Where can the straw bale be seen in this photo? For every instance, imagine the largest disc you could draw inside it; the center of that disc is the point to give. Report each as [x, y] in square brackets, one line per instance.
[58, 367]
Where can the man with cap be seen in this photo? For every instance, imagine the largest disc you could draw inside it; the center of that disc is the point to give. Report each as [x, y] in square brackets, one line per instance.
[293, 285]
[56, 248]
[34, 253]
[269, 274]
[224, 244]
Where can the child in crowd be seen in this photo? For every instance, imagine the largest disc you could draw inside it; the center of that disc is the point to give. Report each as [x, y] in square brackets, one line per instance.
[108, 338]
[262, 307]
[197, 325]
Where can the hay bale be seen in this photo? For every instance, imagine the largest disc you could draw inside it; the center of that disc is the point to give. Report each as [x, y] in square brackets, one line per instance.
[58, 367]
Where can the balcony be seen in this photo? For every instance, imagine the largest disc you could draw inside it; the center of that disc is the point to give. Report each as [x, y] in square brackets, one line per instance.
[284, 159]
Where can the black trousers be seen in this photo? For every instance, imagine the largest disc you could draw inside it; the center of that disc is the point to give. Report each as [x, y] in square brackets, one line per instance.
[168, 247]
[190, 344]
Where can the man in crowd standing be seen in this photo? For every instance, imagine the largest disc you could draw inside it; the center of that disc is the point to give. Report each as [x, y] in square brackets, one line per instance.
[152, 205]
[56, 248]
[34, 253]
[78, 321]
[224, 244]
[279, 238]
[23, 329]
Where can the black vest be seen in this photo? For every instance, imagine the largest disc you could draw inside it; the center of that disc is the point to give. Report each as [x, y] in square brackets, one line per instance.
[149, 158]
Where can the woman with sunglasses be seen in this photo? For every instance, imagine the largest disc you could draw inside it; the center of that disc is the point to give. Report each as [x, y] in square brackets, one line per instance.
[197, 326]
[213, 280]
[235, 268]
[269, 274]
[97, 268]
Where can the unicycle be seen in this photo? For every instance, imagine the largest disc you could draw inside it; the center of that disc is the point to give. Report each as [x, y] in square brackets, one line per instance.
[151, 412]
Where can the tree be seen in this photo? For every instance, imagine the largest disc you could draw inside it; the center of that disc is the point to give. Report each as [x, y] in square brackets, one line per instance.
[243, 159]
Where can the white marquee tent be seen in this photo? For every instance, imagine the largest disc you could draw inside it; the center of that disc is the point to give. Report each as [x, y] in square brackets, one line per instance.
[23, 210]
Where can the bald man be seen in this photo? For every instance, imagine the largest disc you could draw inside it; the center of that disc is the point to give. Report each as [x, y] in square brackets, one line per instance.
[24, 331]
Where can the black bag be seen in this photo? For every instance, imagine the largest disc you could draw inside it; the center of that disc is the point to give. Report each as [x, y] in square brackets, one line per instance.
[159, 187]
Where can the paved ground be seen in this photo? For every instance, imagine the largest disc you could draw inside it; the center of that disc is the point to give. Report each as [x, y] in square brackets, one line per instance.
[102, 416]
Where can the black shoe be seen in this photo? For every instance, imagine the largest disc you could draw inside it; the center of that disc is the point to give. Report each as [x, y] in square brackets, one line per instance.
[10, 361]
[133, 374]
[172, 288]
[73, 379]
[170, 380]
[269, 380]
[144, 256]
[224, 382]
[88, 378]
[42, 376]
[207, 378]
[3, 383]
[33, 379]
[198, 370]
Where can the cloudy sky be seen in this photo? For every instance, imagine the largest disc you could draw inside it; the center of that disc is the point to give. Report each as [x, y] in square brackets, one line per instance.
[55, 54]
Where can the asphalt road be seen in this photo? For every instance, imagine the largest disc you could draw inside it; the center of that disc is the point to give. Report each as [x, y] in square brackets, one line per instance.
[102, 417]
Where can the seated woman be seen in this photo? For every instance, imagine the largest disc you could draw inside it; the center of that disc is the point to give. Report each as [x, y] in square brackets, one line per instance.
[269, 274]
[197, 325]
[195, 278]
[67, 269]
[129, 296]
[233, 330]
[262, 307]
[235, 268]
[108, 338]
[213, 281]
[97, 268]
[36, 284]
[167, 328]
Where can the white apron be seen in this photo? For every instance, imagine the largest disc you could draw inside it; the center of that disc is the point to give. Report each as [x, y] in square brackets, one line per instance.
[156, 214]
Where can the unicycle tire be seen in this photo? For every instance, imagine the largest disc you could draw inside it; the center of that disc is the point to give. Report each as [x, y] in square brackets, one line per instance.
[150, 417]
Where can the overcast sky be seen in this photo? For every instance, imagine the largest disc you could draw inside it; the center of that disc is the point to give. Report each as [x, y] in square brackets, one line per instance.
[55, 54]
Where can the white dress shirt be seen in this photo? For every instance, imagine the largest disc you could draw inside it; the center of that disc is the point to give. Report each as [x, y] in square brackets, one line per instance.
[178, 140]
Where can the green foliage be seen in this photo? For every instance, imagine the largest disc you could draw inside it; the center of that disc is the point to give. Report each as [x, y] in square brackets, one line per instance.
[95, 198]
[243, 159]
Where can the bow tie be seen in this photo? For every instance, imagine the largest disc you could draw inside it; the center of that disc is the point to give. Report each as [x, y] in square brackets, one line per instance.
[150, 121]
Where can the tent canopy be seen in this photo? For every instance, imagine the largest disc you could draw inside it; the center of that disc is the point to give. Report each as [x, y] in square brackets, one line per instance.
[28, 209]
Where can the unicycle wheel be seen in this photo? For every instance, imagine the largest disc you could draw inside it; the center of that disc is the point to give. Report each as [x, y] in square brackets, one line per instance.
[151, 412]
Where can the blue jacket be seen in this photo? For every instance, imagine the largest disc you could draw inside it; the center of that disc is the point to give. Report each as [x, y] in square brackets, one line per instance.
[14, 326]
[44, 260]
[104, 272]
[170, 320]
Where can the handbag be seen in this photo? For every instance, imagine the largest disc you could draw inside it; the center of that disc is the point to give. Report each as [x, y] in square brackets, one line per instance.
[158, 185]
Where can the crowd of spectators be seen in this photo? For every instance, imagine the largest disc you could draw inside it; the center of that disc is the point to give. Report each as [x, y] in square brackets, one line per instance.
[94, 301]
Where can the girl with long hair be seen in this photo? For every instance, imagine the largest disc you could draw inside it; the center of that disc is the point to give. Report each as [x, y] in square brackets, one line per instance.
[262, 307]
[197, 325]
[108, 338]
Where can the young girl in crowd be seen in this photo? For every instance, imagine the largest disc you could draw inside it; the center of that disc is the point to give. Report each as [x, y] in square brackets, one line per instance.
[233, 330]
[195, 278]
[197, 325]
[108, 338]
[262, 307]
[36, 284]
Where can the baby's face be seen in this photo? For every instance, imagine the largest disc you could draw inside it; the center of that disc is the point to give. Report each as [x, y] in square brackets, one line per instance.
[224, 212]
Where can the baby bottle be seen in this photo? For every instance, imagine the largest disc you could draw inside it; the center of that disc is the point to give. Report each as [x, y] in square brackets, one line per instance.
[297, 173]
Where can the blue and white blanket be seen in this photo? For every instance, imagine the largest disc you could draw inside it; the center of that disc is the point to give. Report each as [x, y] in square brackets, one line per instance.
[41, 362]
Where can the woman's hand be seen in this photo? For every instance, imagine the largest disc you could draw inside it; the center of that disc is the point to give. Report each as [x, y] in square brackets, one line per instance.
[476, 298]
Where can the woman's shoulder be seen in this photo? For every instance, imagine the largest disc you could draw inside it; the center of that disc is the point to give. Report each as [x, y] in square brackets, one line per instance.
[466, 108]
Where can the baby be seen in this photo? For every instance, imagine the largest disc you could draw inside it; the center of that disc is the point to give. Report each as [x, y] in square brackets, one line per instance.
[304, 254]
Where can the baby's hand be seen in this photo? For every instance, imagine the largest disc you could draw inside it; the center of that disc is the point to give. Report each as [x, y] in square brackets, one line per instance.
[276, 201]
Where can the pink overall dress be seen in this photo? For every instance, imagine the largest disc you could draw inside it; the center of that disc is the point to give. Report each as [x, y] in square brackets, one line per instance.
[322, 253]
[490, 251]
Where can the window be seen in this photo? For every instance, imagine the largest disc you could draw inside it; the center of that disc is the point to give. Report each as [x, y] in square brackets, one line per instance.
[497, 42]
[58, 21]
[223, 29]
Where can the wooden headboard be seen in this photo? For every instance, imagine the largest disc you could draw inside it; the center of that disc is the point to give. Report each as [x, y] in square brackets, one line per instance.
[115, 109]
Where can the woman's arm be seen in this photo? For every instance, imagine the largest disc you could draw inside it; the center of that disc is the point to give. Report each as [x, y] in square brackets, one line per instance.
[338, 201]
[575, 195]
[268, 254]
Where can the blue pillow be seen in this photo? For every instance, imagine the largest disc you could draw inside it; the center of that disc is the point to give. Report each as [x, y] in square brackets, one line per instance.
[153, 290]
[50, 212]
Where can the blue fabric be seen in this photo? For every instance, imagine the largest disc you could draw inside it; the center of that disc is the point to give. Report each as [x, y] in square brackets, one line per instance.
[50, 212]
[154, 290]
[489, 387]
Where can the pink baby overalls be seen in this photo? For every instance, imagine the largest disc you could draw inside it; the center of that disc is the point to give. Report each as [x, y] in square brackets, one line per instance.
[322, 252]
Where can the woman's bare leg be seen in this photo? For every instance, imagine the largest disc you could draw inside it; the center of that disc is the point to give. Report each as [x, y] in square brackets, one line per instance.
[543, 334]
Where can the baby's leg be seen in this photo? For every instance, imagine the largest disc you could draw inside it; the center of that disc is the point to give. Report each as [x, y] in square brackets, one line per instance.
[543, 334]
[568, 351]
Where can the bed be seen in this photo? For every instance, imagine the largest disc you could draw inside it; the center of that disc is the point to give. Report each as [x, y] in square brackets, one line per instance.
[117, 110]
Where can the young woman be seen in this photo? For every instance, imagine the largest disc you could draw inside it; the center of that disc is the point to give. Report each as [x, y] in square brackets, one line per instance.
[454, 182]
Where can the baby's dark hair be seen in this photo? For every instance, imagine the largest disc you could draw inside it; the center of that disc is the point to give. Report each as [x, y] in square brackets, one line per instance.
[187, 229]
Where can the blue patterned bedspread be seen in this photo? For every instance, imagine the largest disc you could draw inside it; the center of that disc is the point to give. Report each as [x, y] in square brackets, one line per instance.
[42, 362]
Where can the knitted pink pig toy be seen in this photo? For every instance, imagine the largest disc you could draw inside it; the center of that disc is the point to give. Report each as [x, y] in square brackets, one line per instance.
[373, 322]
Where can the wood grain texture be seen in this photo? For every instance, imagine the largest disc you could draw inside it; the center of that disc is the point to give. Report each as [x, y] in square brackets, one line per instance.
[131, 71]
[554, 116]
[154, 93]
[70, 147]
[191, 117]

**Exercise**
With both ends included, please retype exactly the lines from the line containing "Where can the young woman" to the final line of the data.

**Output**
Where can the young woman be seen in this photo? For every instance, imagine the largest disc you could draw inside it; the center of that disc is the point to give. Report each as [x, y] in square brackets, one line per instance.
[454, 182]
Where can the baby's dark hair be seen in this photo? For every instance, imagine the largest disc you could draw inside it; the center of that disc is the point to give. Report each as [x, y] in square brackets, one line per instance.
[187, 229]
Where can the blue patterned bedspread be seen in this photo? For every instance, imagine the largest disc you could draw inside it; the center of that disc is the point to give. Report each as [x, y] in square brackets, one line per instance.
[42, 362]
Where can the knitted pink pig toy be seen in this photo? For every instance, imagine the largest disc you could draw inside it; the center of that disc is the point to give. Report each as [x, y] in square brackets, one line per instance.
[373, 322]
Where can the wood grain texture be seen in this photo? For every instance, imagine the largest disc you could draw inside it; the center of that disc is the point to give. Report each as [x, y] in square brackets, one line per instance.
[131, 71]
[554, 116]
[154, 93]
[70, 147]
[191, 117]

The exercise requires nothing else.